Given information:
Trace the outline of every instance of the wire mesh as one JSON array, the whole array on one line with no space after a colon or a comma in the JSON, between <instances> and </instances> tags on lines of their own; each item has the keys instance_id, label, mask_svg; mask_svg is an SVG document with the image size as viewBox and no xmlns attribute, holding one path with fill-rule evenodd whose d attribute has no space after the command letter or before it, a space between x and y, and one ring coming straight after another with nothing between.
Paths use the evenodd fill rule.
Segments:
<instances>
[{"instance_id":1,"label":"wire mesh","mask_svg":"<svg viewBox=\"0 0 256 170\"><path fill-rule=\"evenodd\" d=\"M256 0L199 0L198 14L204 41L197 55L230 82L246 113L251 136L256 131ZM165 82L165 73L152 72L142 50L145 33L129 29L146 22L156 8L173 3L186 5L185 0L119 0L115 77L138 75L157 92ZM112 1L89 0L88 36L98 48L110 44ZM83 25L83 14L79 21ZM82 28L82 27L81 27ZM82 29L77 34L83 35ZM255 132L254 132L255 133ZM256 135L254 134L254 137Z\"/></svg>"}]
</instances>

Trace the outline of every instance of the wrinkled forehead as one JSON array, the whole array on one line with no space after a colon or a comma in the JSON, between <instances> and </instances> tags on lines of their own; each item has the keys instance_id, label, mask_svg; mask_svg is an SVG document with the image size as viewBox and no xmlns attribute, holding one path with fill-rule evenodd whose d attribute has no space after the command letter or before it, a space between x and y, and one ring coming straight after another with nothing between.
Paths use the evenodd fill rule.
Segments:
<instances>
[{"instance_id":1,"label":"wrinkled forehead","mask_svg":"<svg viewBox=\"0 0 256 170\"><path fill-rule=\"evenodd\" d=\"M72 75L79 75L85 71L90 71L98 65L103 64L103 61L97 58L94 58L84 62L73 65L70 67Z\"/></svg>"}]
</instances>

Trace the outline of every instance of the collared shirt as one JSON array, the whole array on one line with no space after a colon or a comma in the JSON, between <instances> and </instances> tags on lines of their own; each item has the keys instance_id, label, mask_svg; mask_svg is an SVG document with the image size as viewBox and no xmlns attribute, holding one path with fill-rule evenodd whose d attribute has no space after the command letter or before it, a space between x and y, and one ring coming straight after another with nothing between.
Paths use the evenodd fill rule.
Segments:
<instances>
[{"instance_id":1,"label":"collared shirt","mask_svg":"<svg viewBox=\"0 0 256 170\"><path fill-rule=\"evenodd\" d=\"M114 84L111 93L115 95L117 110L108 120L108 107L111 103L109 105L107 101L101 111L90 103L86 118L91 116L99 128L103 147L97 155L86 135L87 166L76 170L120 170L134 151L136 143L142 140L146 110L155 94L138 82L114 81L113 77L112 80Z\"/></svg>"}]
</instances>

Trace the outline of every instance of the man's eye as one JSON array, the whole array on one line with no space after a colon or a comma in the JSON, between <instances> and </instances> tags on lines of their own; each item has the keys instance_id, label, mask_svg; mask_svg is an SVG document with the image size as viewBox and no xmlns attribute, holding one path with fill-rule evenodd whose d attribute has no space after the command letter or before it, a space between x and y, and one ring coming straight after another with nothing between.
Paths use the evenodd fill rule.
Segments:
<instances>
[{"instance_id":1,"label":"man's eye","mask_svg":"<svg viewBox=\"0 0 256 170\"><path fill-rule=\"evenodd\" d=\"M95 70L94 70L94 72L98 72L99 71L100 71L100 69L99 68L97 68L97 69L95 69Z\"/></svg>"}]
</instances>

What is expected:
Quote all of the records above verbatim, from the first line to the last, changing nothing.

Task answer:
Trace the outline of every instance of the wire mesh as one JSON array, the whole array on one line with no space after a colon or a comma in the JSON, between <instances> and </instances> tags on lines of their own; each item has the keys instance_id, label, mask_svg; mask_svg is an SVG document with the image size as viewBox and no xmlns attribute, holding one path with fill-rule evenodd whose d attribute has no space after the command letter or before it, a space between x and y, and one ring coming straight after another with nothing between.
Paths use the evenodd fill rule.
Segments:
<instances>
[{"instance_id":1,"label":"wire mesh","mask_svg":"<svg viewBox=\"0 0 256 170\"><path fill-rule=\"evenodd\" d=\"M256 0L199 0L198 14L204 41L197 55L230 82L246 113L251 136L256 131ZM165 82L165 73L152 72L142 50L145 33L129 29L146 22L156 8L173 3L186 5L185 0L119 0L115 77L138 75L157 92ZM112 1L89 0L88 36L98 48L110 44ZM83 25L83 14L79 21ZM82 28L82 27L81 27ZM82 29L77 34L83 35ZM255 132L254 132L255 133ZM256 135L254 134L254 137Z\"/></svg>"}]
</instances>

Trace the outline of every instance of the wrinkled forehead as one JSON array, the whole array on one line with no space after a colon or a comma in the JSON, between <instances> and </instances> tags on lines of their own; each item has the keys instance_id, label, mask_svg; mask_svg is an SVG document with the image size as viewBox and no xmlns attribute, holding one path with fill-rule evenodd whose d attribute has no space after the command letter or before it, a space between x and y, and one ring coming straight after another with nothing between.
Paths use the evenodd fill rule.
Segments:
<instances>
[{"instance_id":1,"label":"wrinkled forehead","mask_svg":"<svg viewBox=\"0 0 256 170\"><path fill-rule=\"evenodd\" d=\"M72 75L79 75L85 71L90 71L98 65L103 64L103 61L97 58L94 58L84 62L73 65L70 67Z\"/></svg>"}]
</instances>

Trace the outline of every instance of the collared shirt as one JSON array, the whole array on one line with no space after a colon or a comma in the JSON, between <instances> and </instances> tags on lines of their own; each item has the keys instance_id, label, mask_svg; mask_svg is an SVG document with the image size as viewBox and no xmlns attribute, holding one path with fill-rule evenodd whose d attribute has no space after the command letter or before it, a space between x and y, and one ring coming straight after another with nothing between.
Paths use the evenodd fill rule.
Segments:
<instances>
[{"instance_id":1,"label":"collared shirt","mask_svg":"<svg viewBox=\"0 0 256 170\"><path fill-rule=\"evenodd\" d=\"M114 84L111 93L115 95L117 110L108 120L108 107L111 103L109 105L107 101L101 111L90 103L86 118L91 116L99 128L103 147L97 155L86 135L87 166L76 170L120 170L134 151L136 143L142 140L146 110L155 94L138 82L114 81L113 77L112 80Z\"/></svg>"}]
</instances>

Trace the outline of every instance of the man's eye as one JSON array, the whole array on one line with no space after a colon or a comma in the JSON, between <instances> and </instances> tags on lines of their own; each item has the keys instance_id, label, mask_svg; mask_svg is an SVG document with the image size as viewBox and no xmlns attribute, holding one path with fill-rule evenodd whose d attribute has no space after the command letter or before it, a space between x and y, and one ring coming straight after another with nothing between.
Paths use the evenodd fill rule.
Segments:
<instances>
[{"instance_id":1,"label":"man's eye","mask_svg":"<svg viewBox=\"0 0 256 170\"><path fill-rule=\"evenodd\" d=\"M95 70L94 70L94 72L98 72L99 71L100 71L100 69L99 68L97 68L97 69L95 69Z\"/></svg>"}]
</instances>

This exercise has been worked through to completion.